→ Page text
Start of Block
Too True to be Good
A young woman, Miss Mopply (Olivia Lumley) is kept in a cocoon state by her over protective mother. She's being tended by a doctor (Graham Seed), whose living depends on giving his patients the medicines they demand whether they need them or not. The sublimely irritating mother, Mrs Mopply (Jenny Lee), decides that her child should be immunised - “I was immunised against the Influenza and I’ve only had it four times”.
When the young woman’s bedroom is invaded by a couple of crooks, her powerful left hook is brought into use and she realises she is not ill after all – much to the relief of a microbe (Steven Alexander) who hangs about the girl’s bed. The crooked couple are Sweetie (Emily Bowker), a sexy fraudster, and Aubrey (Alex Blake), a scoundrel and an ordained priest.
They persuade the girl to steal her own pearls and submit to kidnapping in order to hold the mother to ransom. The fun continues through two more acts as the newly rich threesome have their adventures. Further satirical characters turn up including Colonel Tallboys (Roger Braban), a reluctant soldier who wants to paint. He believes Private Meek, like all lower classes, is educationally subnormal until he finds out that he has been commissioned four times but is a private soldier from choice.
End of Block
→ Problems to solve
1. In the piece on Too True to be Good, what does Colonel Tallboys want to do instead of soldiering?
2. Go on with the piece on Too True to be Good, picking up after its last sentence.

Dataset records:
Start of Block
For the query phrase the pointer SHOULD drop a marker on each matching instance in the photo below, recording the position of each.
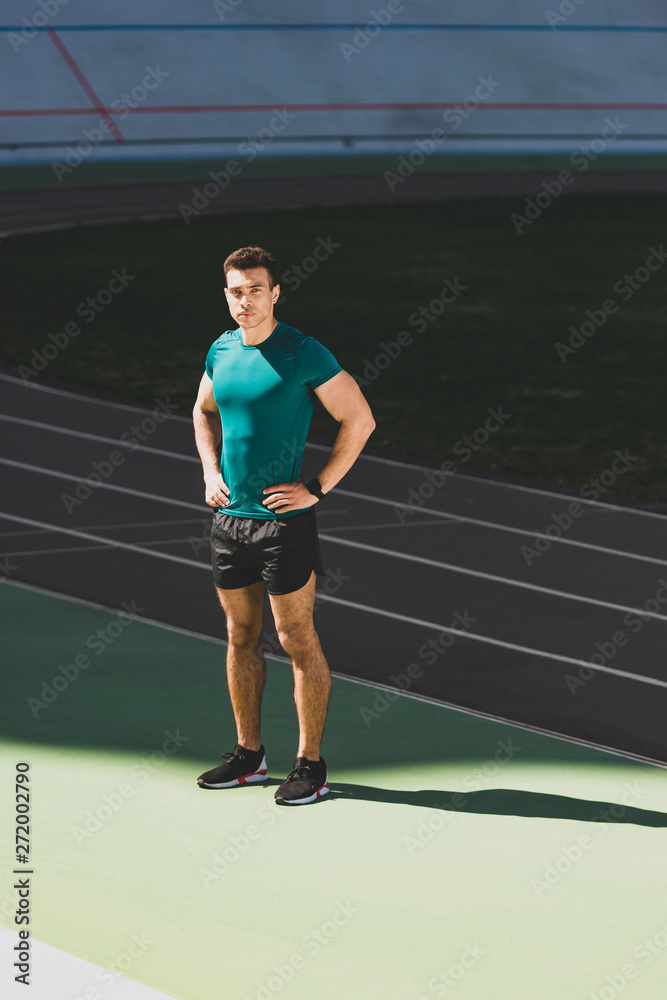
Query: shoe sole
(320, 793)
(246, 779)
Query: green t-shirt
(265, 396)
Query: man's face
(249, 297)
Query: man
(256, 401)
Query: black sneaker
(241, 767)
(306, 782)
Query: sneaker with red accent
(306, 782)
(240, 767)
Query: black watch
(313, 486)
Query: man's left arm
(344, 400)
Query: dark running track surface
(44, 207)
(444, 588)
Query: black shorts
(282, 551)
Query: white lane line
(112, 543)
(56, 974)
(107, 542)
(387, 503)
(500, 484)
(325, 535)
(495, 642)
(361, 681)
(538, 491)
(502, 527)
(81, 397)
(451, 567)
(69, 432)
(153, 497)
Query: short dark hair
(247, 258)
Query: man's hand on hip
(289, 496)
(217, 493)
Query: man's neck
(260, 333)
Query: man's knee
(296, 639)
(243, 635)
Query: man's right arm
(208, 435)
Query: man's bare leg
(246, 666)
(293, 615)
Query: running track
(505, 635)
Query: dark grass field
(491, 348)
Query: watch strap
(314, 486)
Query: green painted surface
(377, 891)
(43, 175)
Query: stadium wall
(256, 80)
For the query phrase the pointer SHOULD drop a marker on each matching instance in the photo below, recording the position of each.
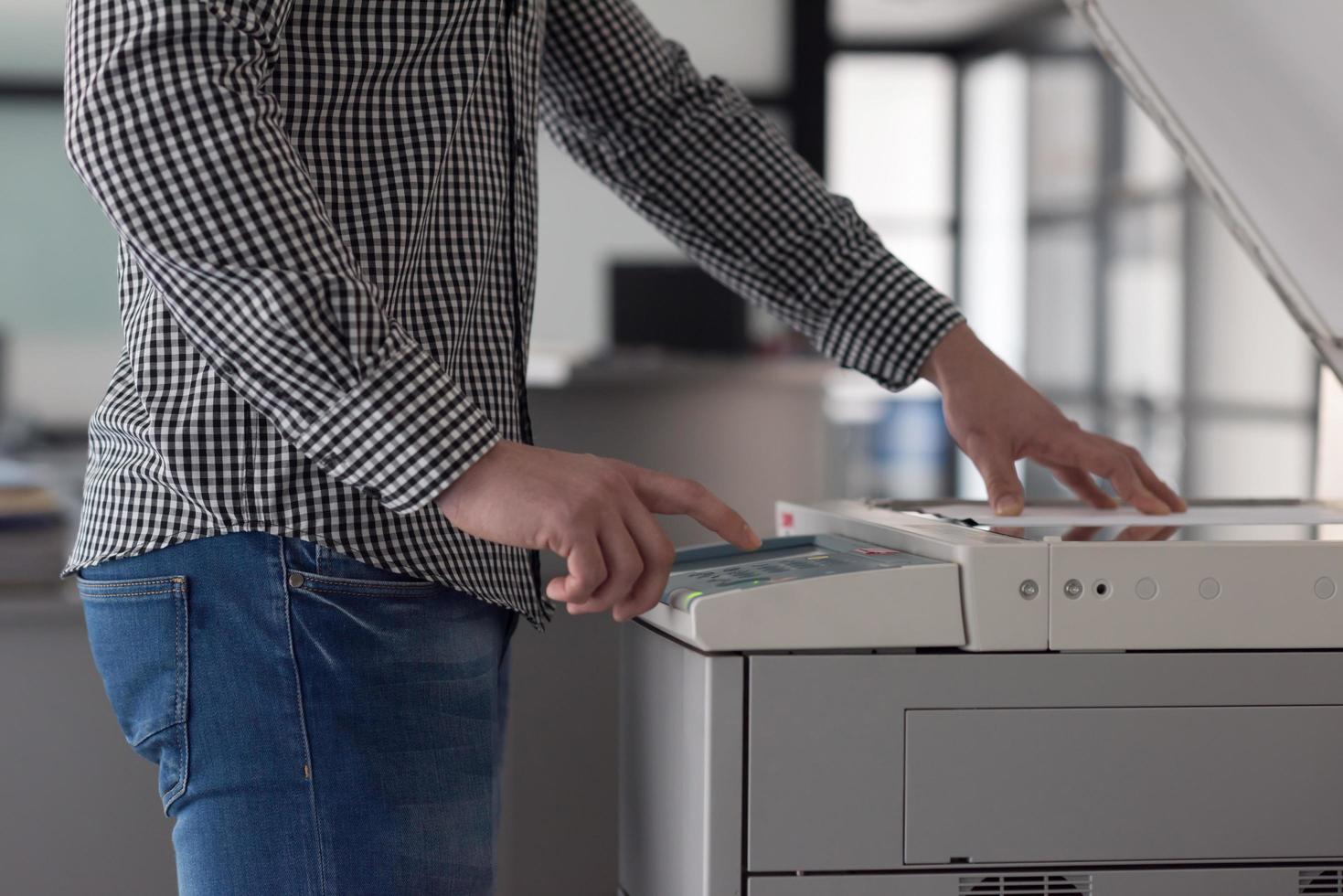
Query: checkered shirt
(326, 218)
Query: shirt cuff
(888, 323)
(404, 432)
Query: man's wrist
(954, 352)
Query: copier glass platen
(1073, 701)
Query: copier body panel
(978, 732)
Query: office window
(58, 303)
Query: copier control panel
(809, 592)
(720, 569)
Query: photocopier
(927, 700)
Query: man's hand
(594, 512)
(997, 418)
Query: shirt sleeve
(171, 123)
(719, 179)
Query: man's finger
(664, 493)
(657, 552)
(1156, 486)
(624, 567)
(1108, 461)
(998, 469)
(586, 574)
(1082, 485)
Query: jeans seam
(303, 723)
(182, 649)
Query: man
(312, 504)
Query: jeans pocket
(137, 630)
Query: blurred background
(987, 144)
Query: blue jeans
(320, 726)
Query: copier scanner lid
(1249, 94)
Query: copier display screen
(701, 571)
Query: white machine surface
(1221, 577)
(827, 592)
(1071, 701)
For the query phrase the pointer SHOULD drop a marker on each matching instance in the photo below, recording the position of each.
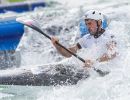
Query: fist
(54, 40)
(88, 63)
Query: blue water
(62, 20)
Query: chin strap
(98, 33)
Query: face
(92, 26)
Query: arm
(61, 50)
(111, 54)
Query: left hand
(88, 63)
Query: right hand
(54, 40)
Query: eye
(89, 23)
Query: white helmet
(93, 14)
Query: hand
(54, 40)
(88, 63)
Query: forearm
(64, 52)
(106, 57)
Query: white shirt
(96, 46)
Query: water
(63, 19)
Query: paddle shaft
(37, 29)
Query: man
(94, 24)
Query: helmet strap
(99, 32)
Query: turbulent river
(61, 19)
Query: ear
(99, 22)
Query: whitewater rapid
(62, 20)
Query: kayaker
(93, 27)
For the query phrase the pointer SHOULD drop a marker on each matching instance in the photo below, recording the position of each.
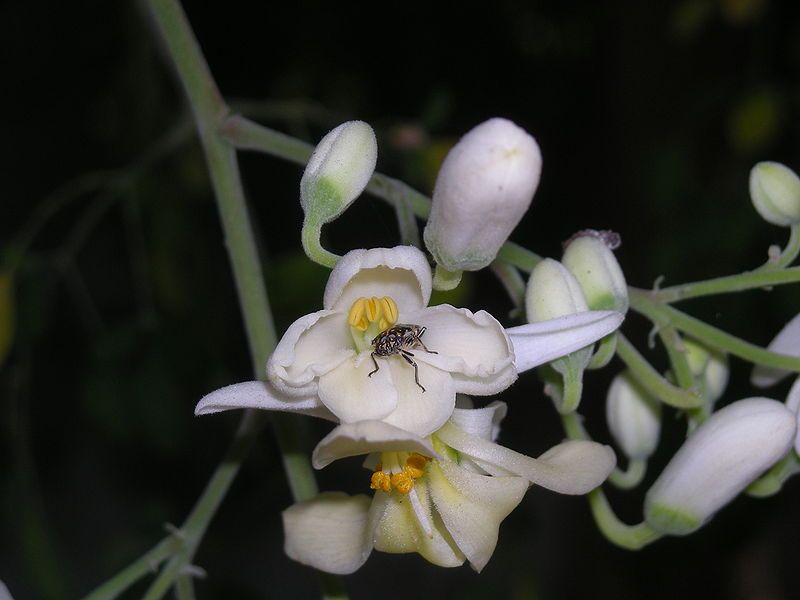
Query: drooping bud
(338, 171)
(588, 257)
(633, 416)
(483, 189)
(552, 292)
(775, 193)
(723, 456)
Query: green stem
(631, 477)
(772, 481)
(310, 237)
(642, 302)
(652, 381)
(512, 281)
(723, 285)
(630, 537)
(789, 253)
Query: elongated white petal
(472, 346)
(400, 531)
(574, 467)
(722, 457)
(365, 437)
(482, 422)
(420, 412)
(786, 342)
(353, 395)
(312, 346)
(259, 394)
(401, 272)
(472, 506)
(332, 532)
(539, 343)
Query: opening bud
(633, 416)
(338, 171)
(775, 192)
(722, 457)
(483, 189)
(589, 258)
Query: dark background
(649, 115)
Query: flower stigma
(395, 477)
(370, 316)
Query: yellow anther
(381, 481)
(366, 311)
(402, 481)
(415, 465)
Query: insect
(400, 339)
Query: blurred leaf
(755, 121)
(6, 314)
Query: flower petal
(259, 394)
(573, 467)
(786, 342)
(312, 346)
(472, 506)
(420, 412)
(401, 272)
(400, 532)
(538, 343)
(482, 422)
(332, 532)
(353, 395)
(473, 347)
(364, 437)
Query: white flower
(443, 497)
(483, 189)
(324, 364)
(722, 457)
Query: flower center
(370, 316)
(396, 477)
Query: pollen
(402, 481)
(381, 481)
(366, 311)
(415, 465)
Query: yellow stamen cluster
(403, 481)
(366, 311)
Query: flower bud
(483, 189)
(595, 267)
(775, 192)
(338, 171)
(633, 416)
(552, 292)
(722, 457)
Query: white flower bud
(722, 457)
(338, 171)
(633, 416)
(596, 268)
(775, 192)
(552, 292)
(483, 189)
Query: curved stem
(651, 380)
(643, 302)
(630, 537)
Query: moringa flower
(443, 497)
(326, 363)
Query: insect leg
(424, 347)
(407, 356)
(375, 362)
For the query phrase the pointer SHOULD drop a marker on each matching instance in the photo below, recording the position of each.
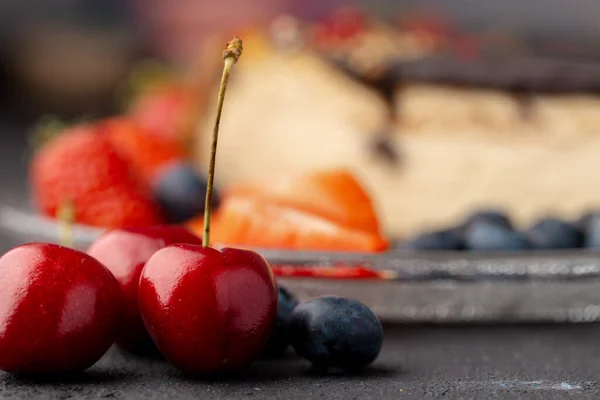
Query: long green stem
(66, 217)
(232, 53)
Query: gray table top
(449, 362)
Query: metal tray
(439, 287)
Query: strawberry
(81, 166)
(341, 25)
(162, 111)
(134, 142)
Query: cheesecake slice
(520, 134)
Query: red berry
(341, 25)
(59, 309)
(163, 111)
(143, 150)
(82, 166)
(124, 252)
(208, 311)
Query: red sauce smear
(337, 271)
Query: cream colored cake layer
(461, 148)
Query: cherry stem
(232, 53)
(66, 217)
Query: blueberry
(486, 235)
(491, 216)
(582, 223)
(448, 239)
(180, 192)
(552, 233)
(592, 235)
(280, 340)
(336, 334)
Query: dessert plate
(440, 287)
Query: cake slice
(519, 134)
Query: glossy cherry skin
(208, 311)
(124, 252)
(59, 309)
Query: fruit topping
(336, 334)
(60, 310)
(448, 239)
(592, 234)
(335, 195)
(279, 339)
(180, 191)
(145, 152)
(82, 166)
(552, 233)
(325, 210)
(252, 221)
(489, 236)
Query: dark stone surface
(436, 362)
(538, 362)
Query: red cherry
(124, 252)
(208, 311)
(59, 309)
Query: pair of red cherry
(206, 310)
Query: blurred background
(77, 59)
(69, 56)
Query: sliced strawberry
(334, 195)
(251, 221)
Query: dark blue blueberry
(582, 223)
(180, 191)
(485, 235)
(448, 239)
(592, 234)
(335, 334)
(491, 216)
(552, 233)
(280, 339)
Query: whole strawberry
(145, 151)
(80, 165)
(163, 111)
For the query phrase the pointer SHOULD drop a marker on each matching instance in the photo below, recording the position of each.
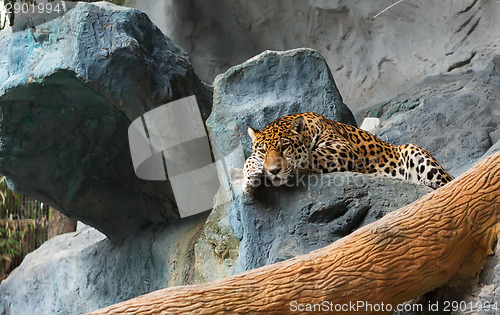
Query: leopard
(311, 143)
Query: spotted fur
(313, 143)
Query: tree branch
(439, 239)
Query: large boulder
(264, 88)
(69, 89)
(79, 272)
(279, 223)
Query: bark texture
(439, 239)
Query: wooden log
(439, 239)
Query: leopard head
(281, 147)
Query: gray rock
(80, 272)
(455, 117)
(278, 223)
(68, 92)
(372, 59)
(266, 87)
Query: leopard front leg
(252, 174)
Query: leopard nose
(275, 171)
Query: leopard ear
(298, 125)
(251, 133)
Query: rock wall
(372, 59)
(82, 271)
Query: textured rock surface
End of Block
→ Replies
1. He wants to paint.

2.
This character, supposedly based on Shaw's friend Lawrence of Arabia, is played with charm by appropriately monikered Tai Lawrence. We also meet Aubrey’s atheistic father (James Clarkson – a Shavian lookalike) who disowned his son when he became ordained. Miss Mopply decides to start a “women for freedom” movement, obviously with the approval of the author himself.
This topsy-turvey world ends with a lengthy peroration by the 'scoundrel' Aubrey on the theme that anybody can be a saint if they have money - give a few thousands to charity and you earn a halo. It's a fitting full-stop on a play which is stuffed with Shaw’s musings on socialist and feminist political ideas.
This rarely revived play is by no means easy, but is undoubtedly entertaining, and here lovingly directed by Sarah Norman.